-- WRITTEN REQUEST --
List each line in the entries below that contains the string "rectangular". Letter case must match.

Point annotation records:
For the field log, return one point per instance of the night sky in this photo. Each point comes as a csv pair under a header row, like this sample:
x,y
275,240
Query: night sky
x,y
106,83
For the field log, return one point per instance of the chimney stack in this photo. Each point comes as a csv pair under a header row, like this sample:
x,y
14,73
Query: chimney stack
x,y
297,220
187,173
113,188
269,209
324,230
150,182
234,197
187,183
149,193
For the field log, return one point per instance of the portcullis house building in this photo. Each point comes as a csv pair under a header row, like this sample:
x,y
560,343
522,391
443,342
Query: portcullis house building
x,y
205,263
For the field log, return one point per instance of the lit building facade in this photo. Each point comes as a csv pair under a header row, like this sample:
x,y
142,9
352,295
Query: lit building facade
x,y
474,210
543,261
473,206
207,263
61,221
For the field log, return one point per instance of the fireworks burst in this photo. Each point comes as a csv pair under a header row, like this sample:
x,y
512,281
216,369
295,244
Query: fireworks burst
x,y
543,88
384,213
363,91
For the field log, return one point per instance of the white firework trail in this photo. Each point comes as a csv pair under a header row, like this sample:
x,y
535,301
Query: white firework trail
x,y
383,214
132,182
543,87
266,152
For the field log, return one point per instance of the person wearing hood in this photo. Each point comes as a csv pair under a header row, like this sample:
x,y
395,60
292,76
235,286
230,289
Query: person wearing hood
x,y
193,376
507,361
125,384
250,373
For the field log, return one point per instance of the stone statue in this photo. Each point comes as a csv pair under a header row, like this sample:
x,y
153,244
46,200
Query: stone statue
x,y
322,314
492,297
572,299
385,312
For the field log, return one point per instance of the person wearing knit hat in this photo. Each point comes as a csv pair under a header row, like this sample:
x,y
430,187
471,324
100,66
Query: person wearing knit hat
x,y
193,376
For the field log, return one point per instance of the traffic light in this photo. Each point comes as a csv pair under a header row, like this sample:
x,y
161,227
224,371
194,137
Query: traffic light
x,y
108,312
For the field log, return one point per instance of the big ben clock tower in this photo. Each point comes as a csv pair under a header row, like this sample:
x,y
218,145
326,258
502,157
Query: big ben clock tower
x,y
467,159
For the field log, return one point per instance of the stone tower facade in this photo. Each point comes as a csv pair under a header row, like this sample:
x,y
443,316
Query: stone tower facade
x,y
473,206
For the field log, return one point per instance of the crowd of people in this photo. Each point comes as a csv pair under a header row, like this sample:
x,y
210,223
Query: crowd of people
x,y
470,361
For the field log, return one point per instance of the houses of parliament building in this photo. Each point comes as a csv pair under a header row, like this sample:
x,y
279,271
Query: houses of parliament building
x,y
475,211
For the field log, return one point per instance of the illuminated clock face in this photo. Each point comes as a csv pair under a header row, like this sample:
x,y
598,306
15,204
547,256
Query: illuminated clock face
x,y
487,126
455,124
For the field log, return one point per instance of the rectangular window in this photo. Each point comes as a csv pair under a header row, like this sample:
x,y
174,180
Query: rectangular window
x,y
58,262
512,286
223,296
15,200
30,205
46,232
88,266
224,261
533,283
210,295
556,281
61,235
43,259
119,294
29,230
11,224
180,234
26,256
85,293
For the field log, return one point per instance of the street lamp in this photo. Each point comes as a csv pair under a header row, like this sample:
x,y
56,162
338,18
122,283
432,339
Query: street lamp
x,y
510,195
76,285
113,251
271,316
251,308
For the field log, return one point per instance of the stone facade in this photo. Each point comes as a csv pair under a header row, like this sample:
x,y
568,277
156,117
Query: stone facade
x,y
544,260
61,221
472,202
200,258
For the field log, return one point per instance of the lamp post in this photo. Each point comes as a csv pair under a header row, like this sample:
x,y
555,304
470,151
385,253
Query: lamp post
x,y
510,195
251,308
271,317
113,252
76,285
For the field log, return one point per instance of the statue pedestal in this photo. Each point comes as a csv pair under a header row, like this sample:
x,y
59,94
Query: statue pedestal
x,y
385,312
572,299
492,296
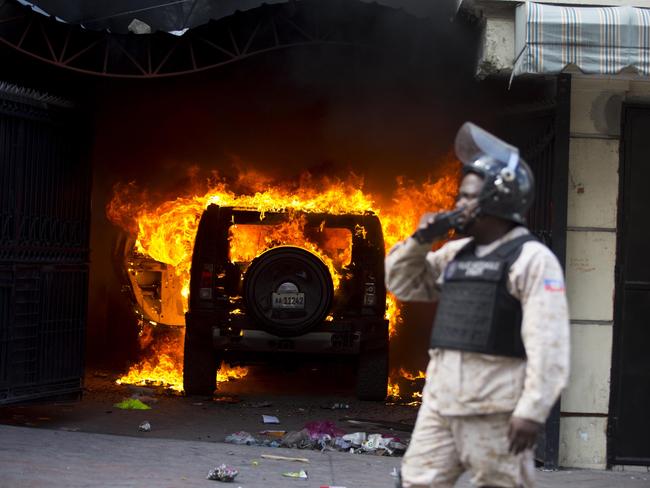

-- FULL ANSWER --
For the field log, return one point per instance of the rectangular window in this photo. Each point comes as a csv pair under a header row, like this sample:
Query: rectangular window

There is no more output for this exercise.